Source data
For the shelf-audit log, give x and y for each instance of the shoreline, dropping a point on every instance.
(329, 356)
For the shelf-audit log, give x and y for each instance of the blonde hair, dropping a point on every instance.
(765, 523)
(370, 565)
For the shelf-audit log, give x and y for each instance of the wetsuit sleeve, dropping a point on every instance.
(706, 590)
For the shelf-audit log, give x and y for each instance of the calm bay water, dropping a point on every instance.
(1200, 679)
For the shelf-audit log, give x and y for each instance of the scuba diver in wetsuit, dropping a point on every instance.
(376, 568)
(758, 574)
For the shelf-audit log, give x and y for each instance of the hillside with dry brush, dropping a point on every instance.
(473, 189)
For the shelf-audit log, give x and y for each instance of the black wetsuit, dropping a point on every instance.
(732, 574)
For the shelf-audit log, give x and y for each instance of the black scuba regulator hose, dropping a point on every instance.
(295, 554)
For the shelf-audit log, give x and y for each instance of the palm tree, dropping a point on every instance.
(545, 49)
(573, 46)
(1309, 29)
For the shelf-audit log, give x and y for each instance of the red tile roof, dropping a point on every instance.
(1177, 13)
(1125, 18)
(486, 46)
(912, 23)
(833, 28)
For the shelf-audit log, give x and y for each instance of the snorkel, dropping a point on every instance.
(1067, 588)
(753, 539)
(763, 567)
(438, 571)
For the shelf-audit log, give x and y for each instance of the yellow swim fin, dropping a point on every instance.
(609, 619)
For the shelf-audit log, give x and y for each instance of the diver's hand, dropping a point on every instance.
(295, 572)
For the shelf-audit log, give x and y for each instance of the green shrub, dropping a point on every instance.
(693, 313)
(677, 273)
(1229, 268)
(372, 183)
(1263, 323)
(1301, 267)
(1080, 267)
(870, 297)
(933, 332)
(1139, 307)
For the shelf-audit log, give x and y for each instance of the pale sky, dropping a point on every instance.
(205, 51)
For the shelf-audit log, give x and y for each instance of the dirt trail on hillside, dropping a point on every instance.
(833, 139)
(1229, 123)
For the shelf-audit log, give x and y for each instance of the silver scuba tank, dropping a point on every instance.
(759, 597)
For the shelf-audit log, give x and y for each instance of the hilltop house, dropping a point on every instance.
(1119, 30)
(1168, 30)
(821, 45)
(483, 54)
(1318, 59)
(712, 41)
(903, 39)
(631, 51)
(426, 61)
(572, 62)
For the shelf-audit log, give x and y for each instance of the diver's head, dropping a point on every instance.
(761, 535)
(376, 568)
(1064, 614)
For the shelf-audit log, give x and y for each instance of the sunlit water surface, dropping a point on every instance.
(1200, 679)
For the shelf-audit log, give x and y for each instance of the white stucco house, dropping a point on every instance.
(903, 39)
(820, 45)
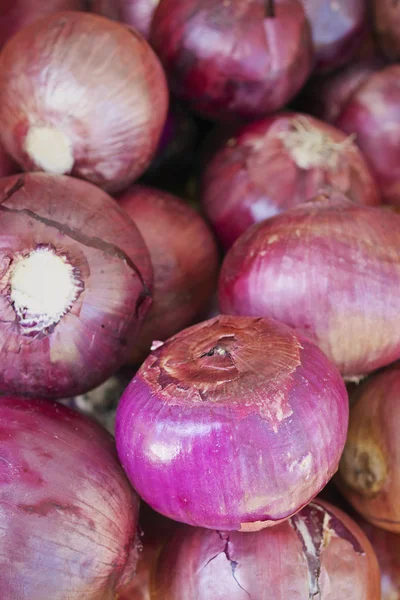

Goal of the exercise -> Copy the entries from the line with "stucco house, dropping a point on every instance." through the end, replacing "white stucco house" with "whitewashed house" and changing nothing else. Leave the pictures out.

Answer below ->
For the shelf-audit log, give x and y for each instance of the whitewashed house, dropping a point on every instance.
(903, 39)
(820, 45)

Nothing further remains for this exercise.